Transcribe the listing underneath, keeping each word exact and omitting the images.

Available records Start Marker

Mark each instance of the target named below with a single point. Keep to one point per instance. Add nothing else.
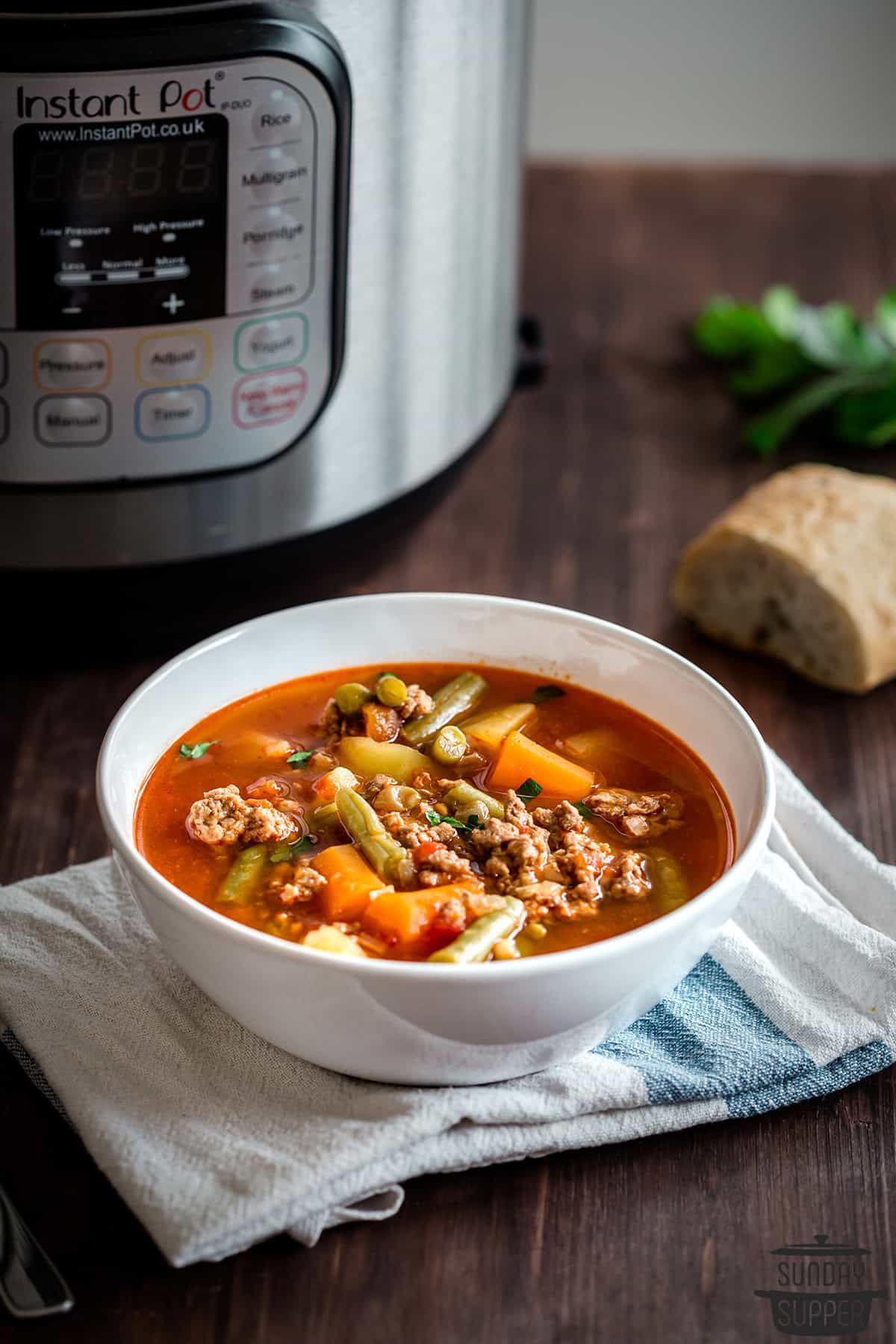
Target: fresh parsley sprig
(470, 824)
(193, 750)
(299, 759)
(827, 359)
(285, 853)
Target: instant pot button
(277, 284)
(269, 398)
(274, 174)
(72, 420)
(78, 364)
(270, 342)
(173, 359)
(180, 413)
(273, 233)
(277, 117)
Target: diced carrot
(406, 917)
(351, 882)
(423, 851)
(520, 759)
(328, 785)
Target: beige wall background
(785, 80)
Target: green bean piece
(465, 794)
(243, 877)
(326, 815)
(671, 883)
(382, 851)
(390, 690)
(457, 697)
(351, 697)
(476, 942)
(449, 745)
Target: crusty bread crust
(803, 569)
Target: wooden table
(582, 497)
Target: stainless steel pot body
(432, 302)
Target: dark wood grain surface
(582, 497)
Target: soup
(435, 812)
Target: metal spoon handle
(30, 1284)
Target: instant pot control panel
(169, 268)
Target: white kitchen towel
(218, 1140)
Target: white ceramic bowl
(414, 1023)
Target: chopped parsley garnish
(193, 750)
(284, 853)
(470, 824)
(546, 692)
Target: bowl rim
(644, 936)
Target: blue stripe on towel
(709, 1041)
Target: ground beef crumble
(637, 815)
(222, 816)
(304, 885)
(415, 702)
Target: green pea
(391, 690)
(449, 745)
(352, 695)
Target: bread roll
(802, 569)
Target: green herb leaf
(833, 363)
(768, 432)
(287, 853)
(435, 820)
(729, 329)
(193, 750)
(781, 309)
(546, 692)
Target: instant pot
(258, 265)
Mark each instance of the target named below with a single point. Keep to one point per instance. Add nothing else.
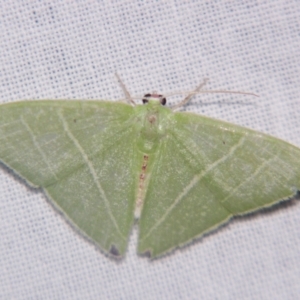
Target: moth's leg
(190, 95)
(125, 91)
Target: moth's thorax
(152, 122)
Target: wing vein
(36, 144)
(253, 175)
(91, 169)
(194, 181)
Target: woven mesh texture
(70, 50)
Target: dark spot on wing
(114, 251)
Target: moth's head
(154, 97)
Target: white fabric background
(71, 49)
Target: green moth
(104, 164)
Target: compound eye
(163, 101)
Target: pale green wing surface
(208, 171)
(82, 154)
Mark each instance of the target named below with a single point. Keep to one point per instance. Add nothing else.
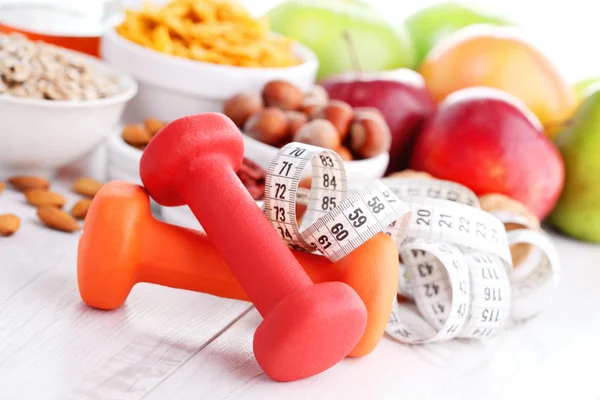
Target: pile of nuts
(38, 70)
(281, 114)
(252, 176)
(50, 204)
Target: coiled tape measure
(456, 268)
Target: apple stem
(352, 52)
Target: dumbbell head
(309, 331)
(174, 153)
(110, 245)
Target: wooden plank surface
(555, 356)
(169, 344)
(52, 346)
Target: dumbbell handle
(197, 267)
(260, 261)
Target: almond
(136, 135)
(41, 197)
(57, 219)
(9, 224)
(86, 186)
(153, 125)
(25, 182)
(80, 208)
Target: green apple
(346, 35)
(431, 24)
(578, 210)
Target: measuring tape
(456, 271)
(334, 223)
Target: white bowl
(41, 136)
(358, 172)
(123, 164)
(123, 160)
(171, 87)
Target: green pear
(577, 212)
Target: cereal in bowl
(38, 70)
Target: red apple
(489, 141)
(399, 94)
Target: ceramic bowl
(40, 136)
(171, 87)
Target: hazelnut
(337, 112)
(296, 120)
(241, 106)
(316, 94)
(319, 132)
(310, 108)
(269, 126)
(315, 97)
(136, 135)
(345, 153)
(282, 94)
(153, 125)
(369, 134)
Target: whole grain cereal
(38, 70)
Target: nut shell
(136, 135)
(319, 132)
(269, 126)
(153, 125)
(9, 224)
(42, 197)
(241, 106)
(345, 153)
(369, 135)
(283, 95)
(296, 120)
(339, 113)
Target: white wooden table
(171, 344)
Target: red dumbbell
(307, 328)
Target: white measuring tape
(456, 270)
(334, 223)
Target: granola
(39, 70)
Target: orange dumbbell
(123, 244)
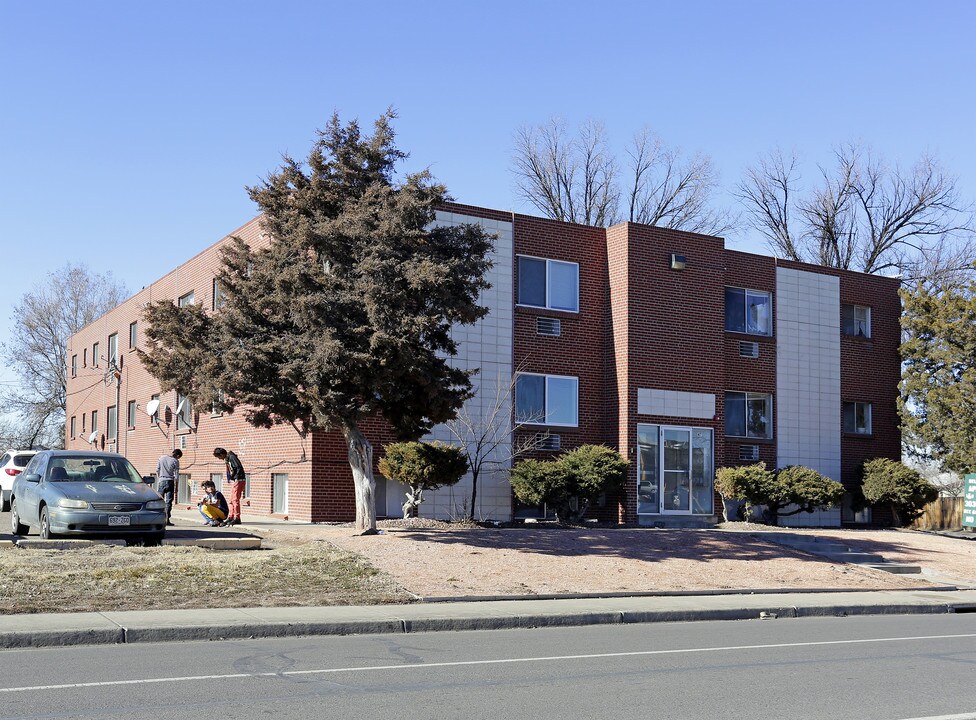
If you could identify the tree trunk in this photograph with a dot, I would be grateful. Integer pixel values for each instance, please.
(361, 462)
(474, 493)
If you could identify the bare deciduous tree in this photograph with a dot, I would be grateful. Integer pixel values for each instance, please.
(568, 179)
(486, 435)
(864, 215)
(64, 302)
(670, 192)
(577, 179)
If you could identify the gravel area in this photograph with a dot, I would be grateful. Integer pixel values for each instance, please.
(438, 560)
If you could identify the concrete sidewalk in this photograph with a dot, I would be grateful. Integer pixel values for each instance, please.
(18, 631)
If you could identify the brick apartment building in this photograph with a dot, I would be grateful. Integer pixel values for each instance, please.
(683, 355)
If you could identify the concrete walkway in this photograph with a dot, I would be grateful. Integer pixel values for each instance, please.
(18, 631)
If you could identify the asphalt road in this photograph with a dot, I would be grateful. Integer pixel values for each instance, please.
(872, 668)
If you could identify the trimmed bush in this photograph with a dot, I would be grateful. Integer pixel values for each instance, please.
(792, 485)
(571, 482)
(901, 489)
(422, 466)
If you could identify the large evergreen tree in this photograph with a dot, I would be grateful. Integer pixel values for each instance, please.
(938, 387)
(347, 313)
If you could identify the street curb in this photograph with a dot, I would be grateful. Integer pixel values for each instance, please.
(170, 631)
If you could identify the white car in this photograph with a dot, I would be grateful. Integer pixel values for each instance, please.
(12, 464)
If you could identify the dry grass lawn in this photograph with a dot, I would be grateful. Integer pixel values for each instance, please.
(103, 577)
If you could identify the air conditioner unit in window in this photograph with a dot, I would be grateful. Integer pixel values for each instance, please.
(548, 442)
(748, 349)
(548, 326)
(749, 452)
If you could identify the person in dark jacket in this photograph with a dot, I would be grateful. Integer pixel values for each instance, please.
(236, 478)
(167, 475)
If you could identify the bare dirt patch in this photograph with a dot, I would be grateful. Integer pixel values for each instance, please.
(444, 561)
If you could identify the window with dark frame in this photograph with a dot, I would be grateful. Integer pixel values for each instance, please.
(749, 415)
(857, 320)
(549, 284)
(748, 311)
(857, 418)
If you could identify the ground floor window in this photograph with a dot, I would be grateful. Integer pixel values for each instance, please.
(184, 489)
(675, 470)
(279, 493)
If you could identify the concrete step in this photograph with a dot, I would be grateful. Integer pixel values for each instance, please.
(896, 568)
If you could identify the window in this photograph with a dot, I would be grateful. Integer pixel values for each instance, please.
(748, 311)
(857, 418)
(113, 349)
(551, 284)
(279, 493)
(184, 412)
(113, 423)
(748, 415)
(546, 399)
(857, 320)
(219, 298)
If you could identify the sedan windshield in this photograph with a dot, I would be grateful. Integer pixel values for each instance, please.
(88, 468)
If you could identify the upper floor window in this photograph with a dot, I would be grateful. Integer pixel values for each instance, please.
(857, 418)
(748, 311)
(546, 399)
(551, 284)
(184, 412)
(219, 298)
(857, 320)
(749, 414)
(113, 349)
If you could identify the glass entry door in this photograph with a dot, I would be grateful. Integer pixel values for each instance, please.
(676, 469)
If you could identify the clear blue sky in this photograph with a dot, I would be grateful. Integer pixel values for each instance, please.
(130, 129)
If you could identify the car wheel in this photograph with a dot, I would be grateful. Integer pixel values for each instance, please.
(45, 524)
(16, 527)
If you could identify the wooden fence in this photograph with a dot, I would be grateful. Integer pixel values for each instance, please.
(943, 514)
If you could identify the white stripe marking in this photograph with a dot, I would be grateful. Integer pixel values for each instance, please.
(502, 661)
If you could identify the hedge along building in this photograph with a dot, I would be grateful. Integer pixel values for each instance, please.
(683, 355)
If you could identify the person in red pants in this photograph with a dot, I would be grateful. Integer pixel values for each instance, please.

Available records End Marker

▶ Answer to this exercise:
Mark each instance of the target named below with a single point. Keep to one point per instance. Add nothing else.
Target: fresh parsley sprig
(470, 824)
(193, 750)
(299, 759)
(827, 359)
(285, 853)
Target: instant pot button
(277, 284)
(269, 398)
(274, 174)
(72, 420)
(78, 364)
(270, 342)
(173, 359)
(180, 413)
(273, 233)
(277, 117)
Target: diced carrot
(406, 917)
(351, 882)
(423, 851)
(520, 759)
(328, 785)
Target: beige wall background
(785, 80)
Target: green bean piece
(465, 794)
(243, 877)
(326, 815)
(671, 883)
(382, 851)
(390, 690)
(457, 697)
(351, 697)
(476, 942)
(449, 745)
Target: crusty bread crust
(803, 569)
Target: wooden table
(582, 497)
Target: stainless steel pot body
(432, 302)
Target: dark wood grain surface
(582, 497)
Target: soup
(435, 812)
Target: metal spoon handle
(30, 1284)
Target: instant pot control panel
(169, 268)
Target: white kitchen towel
(218, 1140)
Target: white ceramic bowl
(414, 1023)
Target: chopped parsley garnish
(193, 750)
(284, 853)
(470, 824)
(546, 692)
Target: bowl rim
(644, 936)
Target: blue stripe on towel
(709, 1041)
Target: ground beef crumble
(637, 815)
(222, 816)
(304, 885)
(415, 702)
Target: green pea
(391, 690)
(449, 745)
(352, 695)
Target: bread roll
(802, 569)
Target: green herb leaf
(833, 363)
(768, 432)
(287, 853)
(435, 820)
(729, 329)
(193, 750)
(781, 309)
(546, 692)
Target: instant pot
(258, 265)
Mark each instance of the target named below with a single point. Keep to one point per instance. Add nothing else.
Target: moth's leg
(190, 95)
(125, 91)
Target: moth's thorax
(152, 122)
Target: wing vein
(36, 144)
(253, 175)
(91, 169)
(194, 181)
Target: woven mesh texture
(70, 50)
Target: dark spot on wing
(114, 251)
Target: moth's head
(154, 97)
Target: white fabric background
(71, 49)
Target: green moth
(104, 164)
Target: compound eye
(163, 101)
Target: pale green wing surface
(208, 171)
(82, 154)
Mark each instance of the target named below with a single point. Keep to one point per instance. Add nothing else.
Target: pile of nuts
(38, 70)
(281, 114)
(252, 176)
(50, 204)
Target: coiled tape measure
(456, 268)
Target: apple stem
(352, 52)
Target: dumbbell head
(309, 331)
(174, 153)
(110, 245)
Target: wooden plank surface
(555, 356)
(169, 344)
(52, 346)
Target: dumbbell handle
(197, 267)
(260, 261)
Target: almond
(136, 135)
(41, 197)
(57, 219)
(9, 224)
(86, 186)
(153, 125)
(25, 182)
(80, 208)
Target: green apple
(346, 35)
(431, 24)
(578, 210)
Target: measuring tape
(456, 271)
(334, 223)
Target: white bowl
(41, 136)
(358, 172)
(123, 164)
(123, 160)
(171, 87)
Target: green pear
(577, 212)
Target: cereal in bowl
(38, 70)
Target: red apple
(489, 141)
(399, 94)
Target: ceramic bowl
(40, 136)
(171, 87)
Target: hazelnut
(337, 112)
(296, 120)
(241, 106)
(316, 94)
(319, 132)
(310, 108)
(269, 126)
(315, 97)
(136, 135)
(345, 153)
(282, 94)
(153, 125)
(369, 134)
Target: whole grain cereal
(38, 70)
Target: nut shell
(136, 135)
(319, 132)
(269, 126)
(153, 125)
(9, 224)
(42, 197)
(241, 106)
(345, 153)
(369, 135)
(283, 95)
(296, 120)
(339, 113)
Target: white wooden table
(171, 344)
Target: red dumbbell
(307, 328)
Target: white measuring tape
(456, 270)
(334, 223)
Target: granola
(39, 70)
Target: orange dumbbell
(123, 244)
If you could identify the tree trunk in this photograph with a dot, I would be grateful. Integer pixel values for each instance, please.
(361, 462)
(474, 493)
If you could identify the bare deciduous tree in this photograph with a dot, I would be grateful. Integer pixel values for each instance, please.
(568, 179)
(486, 435)
(864, 215)
(64, 302)
(670, 192)
(577, 179)
If you could identify the gravel area in this photograph with a dot, I would be grateful. Integer pixel values for each instance, please.
(438, 560)
If you could identify the concrete sidewalk in this photograph with a dot, I would be grateful. Integer pixel values for each instance, please.
(18, 631)
If you could identify the brick apartment building in this photograph with a dot, I would be grateful. Integer pixel values for each instance, please.
(683, 355)
If you could identify the concrete walkway in this photograph with a dot, I would be grateful. Integer pixel values for each instance, please.
(18, 631)
If you could identify the asphalt road in this photograph with a dot, I would be grateful. Integer pixel values for each instance, please.
(872, 668)
If you could identify the trimmed bush in this photograph with a dot, I would be grateful. Integer pixel values for each instance, please.
(792, 485)
(571, 482)
(901, 489)
(422, 466)
If you could identify the large evergreen tree in this photograph with a dot, I would be grateful. Integer pixel values for each instance, please.
(938, 387)
(347, 313)
If you could identify the street curb in this photograph with a dot, I would be grateful. Integer pixel values for each instance, please.
(170, 631)
If you could identify the white car in this photograph with a dot, I would be grateful. Integer pixel values for each instance, please.
(12, 464)
If you could identify the dry grass lawn in this photograph with a dot, I would be grateful. Integer pixel values for each instance, please.
(103, 577)
If you could identify the air conditioner unit in window in this photograph with a dot, I would be grateful. Integer pixel values for each instance, please.
(548, 442)
(748, 349)
(548, 326)
(749, 452)
If you could identify the person in dark jacket in this photograph with a dot, I would be grateful. Integer pixel values for each instance, please.
(236, 478)
(167, 475)
If you could identify the bare dirt patch in this photograph with a dot, I would be grateful. Integer pixel values for each instance, please.
(444, 561)
If you could identify the window with dark frame in this photograph with a dot, I would be grateful. Integer pixel values for each instance, please.
(749, 415)
(857, 320)
(549, 284)
(748, 311)
(857, 418)
If you could identify the ground floor window in this photograph with a dot, I would be grateful. Integer pixel values for each instance, please.
(184, 489)
(675, 470)
(279, 493)
If you could identify the concrete step in this photograph with a dot, I would be grateful. Integer pixel values for each instance, please.
(896, 568)
If you could identify the window in this photograph with a dot, I would be grateful. Integer pixel values for each instance, please.
(748, 311)
(857, 418)
(113, 349)
(551, 284)
(279, 493)
(184, 412)
(113, 423)
(748, 415)
(546, 399)
(857, 320)
(219, 298)
If you could identify the sedan windshield in this photograph with a dot, I would be grateful. Integer pixel values for each instance, please.
(88, 468)
If you could identify the upper floor window in this photograph with a dot, I would be grateful. Integer pixel values for each instance, please.
(857, 418)
(748, 311)
(546, 399)
(551, 284)
(184, 412)
(219, 298)
(857, 320)
(749, 414)
(113, 349)
If you could identify the glass entry door in this photograph with a dot, I would be grateful. Integer pixel values for each instance, please.
(676, 469)
If you could identify the clear blue sky in this photograph with a dot, I would be grateful. Integer pixel values for each instance, please.
(130, 129)
If you could identify the car wheel in this photograph with a dot, I would be grateful. Integer pixel values for each instance, please.
(45, 524)
(16, 527)
If you could identify the wooden fence in this photograph with a dot, I would be grateful. Integer pixel values for each instance, please.
(943, 514)
If you could identify the white stripe marking in this photograph with a dot, I would be grateful. Integer pixel values for each instance, please.
(502, 661)
If you could identify the hedge along building in this photograph with a dot, I would be grateful. Integer pixel values for each instance, please.
(683, 355)
If you could identify the person in red pants in this photograph with a dot, I would be grateful. Integer pixel values for each instance, please.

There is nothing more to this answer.